====== Extracted material
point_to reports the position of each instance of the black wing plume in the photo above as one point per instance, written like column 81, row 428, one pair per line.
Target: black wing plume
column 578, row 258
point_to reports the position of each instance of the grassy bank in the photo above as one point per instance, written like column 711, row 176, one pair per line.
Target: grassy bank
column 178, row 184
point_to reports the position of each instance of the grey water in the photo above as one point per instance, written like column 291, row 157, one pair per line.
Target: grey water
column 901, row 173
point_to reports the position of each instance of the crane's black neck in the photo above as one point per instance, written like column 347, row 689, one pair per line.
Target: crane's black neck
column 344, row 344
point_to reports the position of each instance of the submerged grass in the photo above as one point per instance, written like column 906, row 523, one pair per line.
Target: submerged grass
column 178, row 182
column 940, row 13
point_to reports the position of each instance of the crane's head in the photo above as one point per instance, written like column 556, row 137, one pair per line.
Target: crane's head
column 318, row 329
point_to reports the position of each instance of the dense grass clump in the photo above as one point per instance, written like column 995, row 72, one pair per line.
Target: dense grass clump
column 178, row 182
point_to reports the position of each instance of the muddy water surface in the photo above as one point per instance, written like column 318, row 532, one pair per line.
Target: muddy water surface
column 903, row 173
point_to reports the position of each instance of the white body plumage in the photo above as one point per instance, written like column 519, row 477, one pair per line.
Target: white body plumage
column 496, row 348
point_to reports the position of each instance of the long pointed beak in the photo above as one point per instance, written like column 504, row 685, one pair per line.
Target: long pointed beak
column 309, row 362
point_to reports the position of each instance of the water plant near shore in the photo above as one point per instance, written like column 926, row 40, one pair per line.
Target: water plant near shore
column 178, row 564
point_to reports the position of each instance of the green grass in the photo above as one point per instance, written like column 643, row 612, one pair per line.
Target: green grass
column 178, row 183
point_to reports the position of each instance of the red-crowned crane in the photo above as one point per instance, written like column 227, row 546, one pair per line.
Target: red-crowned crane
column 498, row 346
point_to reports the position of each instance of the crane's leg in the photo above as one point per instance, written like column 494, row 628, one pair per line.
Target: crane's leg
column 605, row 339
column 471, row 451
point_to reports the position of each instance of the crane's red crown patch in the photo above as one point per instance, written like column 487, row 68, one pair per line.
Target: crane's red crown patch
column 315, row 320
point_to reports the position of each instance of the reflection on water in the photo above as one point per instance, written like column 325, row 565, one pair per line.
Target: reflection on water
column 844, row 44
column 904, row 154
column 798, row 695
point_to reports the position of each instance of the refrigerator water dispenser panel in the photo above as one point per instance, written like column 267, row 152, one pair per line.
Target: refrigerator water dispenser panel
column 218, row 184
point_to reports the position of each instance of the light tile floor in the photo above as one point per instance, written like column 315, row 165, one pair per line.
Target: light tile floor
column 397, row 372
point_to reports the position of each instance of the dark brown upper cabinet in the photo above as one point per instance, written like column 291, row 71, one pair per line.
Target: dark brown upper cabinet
============
**What is being asked:**
Transcribe each entry word for word.

**Solution:**
point_to reports the position of each instance of the black wing plume in the photo above as one point per instance, written like column 81, row 428, one pair per line.
Target: black wing plume
column 578, row 258
point_to reports the position of each instance of the grassy bank in the photo above as one point per instance, written like column 711, row 176, one pair per line.
Target: grassy bank
column 178, row 184
point_to reports the position of each instance of the grey water in the photo above as one point per instance, written like column 291, row 157, one pair per line.
Target: grey water
column 901, row 173
point_to reports the position of each instance of the crane's black neck in the photo above as one point per instance, written like column 347, row 689, one pair per line.
Target: crane's black neck
column 344, row 344
point_to reports the position of each instance of the submerged grass in the photo above as one point per instance, written like column 906, row 523, one pair per line.
Target: submerged grass
column 178, row 182
column 940, row 13
point_to reports the position of each instance of the crane's head in the photo above as one point per instance, written like column 556, row 137, one pair per line.
Target: crane's head
column 318, row 329
point_to reports the position of each instance of the dense grass clump in the photo above as one point per instance, written like column 995, row 72, one pair per line.
Target: dense grass clump
column 178, row 182
point_to reports the position of each instance of the muddy water surface in the photo above as one point per instance, written like column 318, row 532, one pair per line.
Target: muddy water surface
column 903, row 173
point_to reports the position of each instance of the white body plumage in the photo above as one point per instance, written like column 519, row 477, one pair per line.
Target: white body plumage
column 496, row 348
point_to reports the position of each instance of the long pointed beak in the photo above as one point per instance, written like column 504, row 685, one pair per line.
Target: long pointed beak
column 309, row 362
point_to reports the position of each instance of the water plant near shore in the photo above as one point per instance, written like column 926, row 40, one pair per line.
Target: water plant near shore
column 178, row 564
point_to reports the position of each instance of the green grass in the photo above as one point per instance, written like column 643, row 612, one pair per line.
Target: green grass
column 178, row 183
point_to reports the position of each instance of the red-crowned crane in the photo above as one point per instance, written like column 227, row 546, one pair per line.
Target: red-crowned crane
column 498, row 346
point_to reports the position of each instance of the crane's leg in the photo above as one point per instance, written like column 494, row 628, one pair per line.
Target: crane's leg
column 605, row 339
column 471, row 451
point_to reports the position of each instance of the crane's red crown patch in the photo above as one point per instance, written like column 487, row 68, one pair per line.
Target: crane's red crown patch
column 315, row 320
point_to reports the position of each instance of the reflection on water in the photo above as one point per instance, written like column 325, row 565, one pair per line.
Target: reflection on water
column 844, row 44
column 904, row 154
column 798, row 695
point_to reports the position of each instance of the refrigerator water dispenser panel in the photo above as one point per instance, written like column 267, row 152, one pair per line.
Target: refrigerator water dispenser panel
column 218, row 184
point_to reports the position of each instance of the light tile floor in the photo above as one point per instance, written like column 315, row 165, one pair per line.
Target: light tile floor
column 397, row 372
point_to reports the position of each instance of the dark brown upper cabinet in the photo above as one point per instance, written like column 291, row 71, one pair per line.
Target: dark brown upper cabinet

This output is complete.